··· The data ···
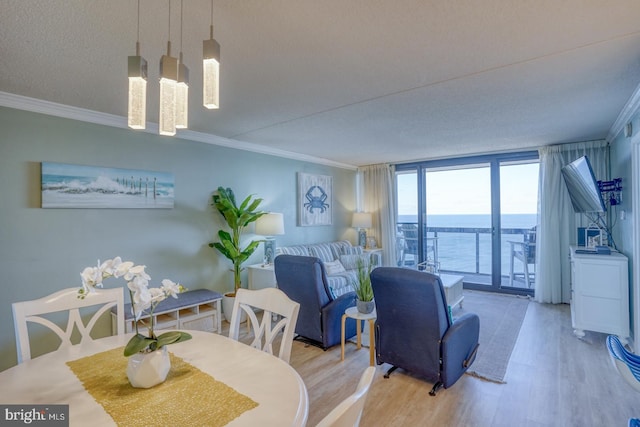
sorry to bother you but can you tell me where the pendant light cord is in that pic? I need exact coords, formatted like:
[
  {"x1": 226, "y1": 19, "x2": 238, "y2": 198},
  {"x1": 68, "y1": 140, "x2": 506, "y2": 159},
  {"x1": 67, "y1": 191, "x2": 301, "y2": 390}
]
···
- **Task item**
Exclude every picture, then reproduce the remaining data character for character.

- **Solution for this problem**
sorry to bother you but can you tell me where the pendant light cord is in that pic? I need exact coords, formatted like:
[
  {"x1": 226, "y1": 19, "x2": 238, "y2": 198},
  {"x1": 68, "y1": 140, "x2": 506, "y2": 159},
  {"x1": 67, "y1": 191, "x2": 301, "y2": 390}
]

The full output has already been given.